Monday, January 04, 2010

Vicky Runs My Life. As She Should Because She is Good at It. Is She Listening?

Vicky came to me on Christmas morning in the hands of B. She was wrapped in a little box and I knew exactly what she was. Probably because B asked me a month prior if I wanted her, informed me when he ordered her, and told me when she arrived at the house. Mystery runs deep with that one.

Vicky is my new BFF. She is very knowledgeable. It is almost like she has a huge database in her head. She also speaks perfect English. As a result, right away I knew her name must be Victoria. However, since we became such fast friends, I now call her Vicky for short.

Victoria, or Vicky for short, is my new Garmin nuvi 205, or GPS for short.* She is currently my most treasured possession. Of course, she is also my most dangerous possession. Really! I no longer have to think at all. I put in the address and Vicky gets me there. She tells me when to turn, even issuing up to two warnings before reaching the desired turn mark.

You can't outsmart Vicky. If you decide you do not like her route, which is always the best route by the way**, she will simply speak to you in her perfect English and say "Recalculating" and the next thing you know, Vicky has a new route planned and is calmly telling you when to turn and where to go without even a hint of anger in her voice.

How is Vicky dangerous, you ask? Well, every time I use her, I rely on her that much more. Go ahead. Ask me how to get to my mother's house that I have driven to every week (and sometimes twice) for the past 6 years. I DON'T KNOW. I can tell you the route I used to take before Vicky came in my life, but that would be the INCORRECT ROUTE.

And when I forget Vicky? DISASTER. Sometimes I don't turn where I need to because I don't hear her voice saying "Turn now." Then when I realize that I missed my turn I start screaming "RECALCULATE" but, sadly, there is no one there to do this for me. So I drive aimlessly around moaning Vicky's name quietly or until something starts to look familiar. Like our driveway because I was just down the block.

Seriously, though, Vicky is wonderful. B and I were driving around looking at Christmas lights with Jersey (who was thrilled as you can imagine) and just having the map on the dash helped when B instructed me to turn down a dead end road. When I told him it was a dead end, he replied "I suppose so." No, it IS A DEAD END ROAD. VICKY SAID SO!!

Yes, B made fun of me the first day for arguing with Vicky - "Yes, I HEAR you. I will turn" or "I can't turn there is a RED LIGHT" - until he drove with her and soon did the same thing. However, he soon came to realize Vicky's infinite wisdom and even took her on a field trip with his parents. Now, when faced with a tough question, even those not about driving, we often ask ourselves "What would Vicky do?"

The answer is always: Turn right now.

And so we do.



*I don't know if that is technically the short version, but all the cool kids call it that.

**It is always the best route because Vicky tells me it is.

***You do NOT argue with Vicky.

***help

12 important things being said:

Jamie said...

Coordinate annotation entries
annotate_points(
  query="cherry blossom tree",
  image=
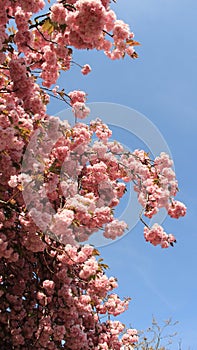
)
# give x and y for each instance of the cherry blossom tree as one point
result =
(59, 183)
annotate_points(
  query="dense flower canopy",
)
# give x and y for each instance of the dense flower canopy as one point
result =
(59, 183)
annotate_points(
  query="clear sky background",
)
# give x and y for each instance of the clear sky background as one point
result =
(161, 84)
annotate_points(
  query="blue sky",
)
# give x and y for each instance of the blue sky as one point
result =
(161, 84)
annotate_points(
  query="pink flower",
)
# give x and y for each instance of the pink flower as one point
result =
(176, 209)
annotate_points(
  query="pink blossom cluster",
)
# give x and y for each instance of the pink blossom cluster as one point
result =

**Do this:**
Answer these questions using the post about the GPS named Vicky.
1. What make and model is Vicky?
2. What single word does Vicky say when the driver abandons her route?
3. For how many years has the writer driven to her mother's house every week?

**Full solution:**
1. A Garmin nuvi 205.
2. "Recalculating."
3. Six years.